▶ _Kutipan Pilihan_

----

Tanggung Jawab Sosial Psikiater (Sekelumit Pemikiran Awal)
Pernah terlintas dalam khazanah mental, ihwal “tanggung jawab sosial psikiater”, _psychiatrist’s social responsibility_. Hal ini menggugat kemapanan di dalam klinik dan di dalam laboratorium. Psikiater ikut memikirkan masalah-masalah sosial-kultural, bahkan politis, di luar tembok-tembok klinik dan rumah sakit, berkarya di dalamnya, tetap sebagai _mental health helper_ yang bukan politisi. Misalnya, hasil studi Badan Pusat Statistik (BPS) yang diumumkan pada 15 Juli 2024 (_vide_ Koran Tempo, 18 Juli 2024), menegaskan bahwa indeks perilaku antikorupsi (IPAK) di Indonesia menurun. Pada rentangan antara nol (yang menggambarkan perilaku anti terhadap korupsi yang terendah) hingga 5 (yang mewakili tingkat tertinggi perilaku anti terhadap rasuah), skor tahun lalu adalah 3,92; tetapi tahun ini menurun, menjadi 3,85. Penurunan indeks ini bermaknakan sikap masyarakat yang kian “mengiyakan” korupsi, permisif terhadap rasuah. Sepeduli apakah psikiater dan organisasi psikiater terhadap masalah demikian?
Sharma, _et al._ (2021) menemukan bukti kuat dan konsisten di tengah masyarakat Vietnam, bahwa _petty corruption_ (korupsi kecil-kecilan di tengah kehidupan sehari-hari) berasosiasi sejalan dengan tingkat _psychological distress_; terdapat bukti yang cukup _(suggestive)_ bahwa kampanye antikorupsi berefek positif terhadap tingkat kesehatan mental; dan terdapat manfaat yang substansial upaya mengurangi korupsi dan peningkatan kepemimpinan yang baik untuk kesehatan mental. Sedangkan Zhang (2022) di China menemukan bahwa persepsi korupsi (pengalaman menyaksikan terjadinya korupsi di tengah kehidupan) merupakan faktor risiko yang penting untuk terjadinya depresi. Sementara Adjei, _et al._ (2024) menemukan di Ghana bahwa pengalaman para partisipan penelitian menyaksikan peristiwa korupsi di lembaga-lembaga pemerintah yang dilakukan oleh para pejabat pemerintahan, serta persepsi bahwa kaum kaya dapat memengaruhi para pejabat untuk meraih keuntungan pribadi, berasosiasi kuat dengan depresi dan simtom-simtom ansietas pada partisipan-partisipan itu.

----

▶ _Petikan Kumpulan Data_
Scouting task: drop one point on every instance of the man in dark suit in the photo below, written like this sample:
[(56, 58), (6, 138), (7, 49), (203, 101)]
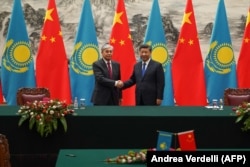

----

▶ _Permintaan Tugas 1_
Jawablah pertanyaan berikut berdasarkan teks tentang tanggung jawab sosial psikiater.
(a) Berapa skor indeks perilaku antikorupsi (IPAK) Indonesia tahun lalu dan tahun ini menurut hasil studi BPS?
(b) Di negara mana Zhang (2022) melakukan penelitian, dan apa yang ditemukannya tentang persepsi korupsi?
(c) Gangguan apa saja yang menurut Adjei, _et al._ (2024) berasosiasi kuat dengan pengalaman partisipan menyaksikan korupsi?
▶ _Permintaan Tugas 2_
Teruskan teks tentang tanggung jawab sosial psikiater, mulai setelah kalimat terakhirnya.

▶ _Jawaban Tertulis 1_
(a) Skor tahun lalu 3,92, sedangkan tahun ini 3,85.
(b) Zhang (2022) meneliti di China. Ia menemukan bahwa persepsi korupsi merupakan faktor risiko yang penting untuk terjadinya depresi.
(c) Depresi dan simtom-simtom ansietas.

▶ _Jawaban Tertulis 2_
Di samping asli memiliki “motif menguasai”, otak-psike-pribadi senantiasa mengandung “motif berbagi”. Yang terakhir ini dapat secara deskriptif dinamakan “motif afiliatif altruistik”. Keberadaan kedua hemisferium yang tepat berdampingan dan terhubung satu sama lain, secara simbolis dan realistis menyatakan simultanitas _(simultaneity)_ kedua motif.
Motif menguasai bersumber pada struktur dan fungsi luhur hemisferium kiri. Sedangkan motif afiliatif altruistik berasal dari hemisferium kanan. Keberasalan itu tidak semata-mata biologis, tetapi juga relasional, eksperiensial, kultural, sosial, spiritual; karena kedua hemisferium mengandung kapasitas neuroplastis yang secara hakiki bermakna kemampuan untuk belajar dan mentransformasi diri dalam dan dari setiap pengalaman meneruskan kehidupan. Belajar dan transformasi berlangsung _from the cradle to the grave_, sepanjang hidup.
Namun dalam kenyataan, kehidupan sedemikian “dominan hemisferium kiri” dan “kurang bertitik berat hemisferium kanan”. Motif menguasai memang asli untuk diri, buat semata-mata diri sendiri. Alternatifnya adalah motif afiliatif altruistik, yang jelas untuk “diri-dan-liyan-dan-masyarakat-dan-lingkungan-dan-dunia”. Korupsi melaju lancar sekali dalam koridor “kehidupan untuk diri”. Seandainya bisa motif afiliatif altruistik dikuatkan dan dibesarkan kiprahnya, dan _Homo sapiens_ adalah insan pintar tak terutama buat diri tetapi untuk diri-dan-liyan-dan-masyarakat-dan-lingkungan-dan-dunia, kelajuan korupsi akan dapat dihambat. Menguatkan dan membesarkan kiprah hemisferium kanan ini merupakan pekerjaan rumah psikiater yang mencoba menunaikan tanggung jawab sosialnya.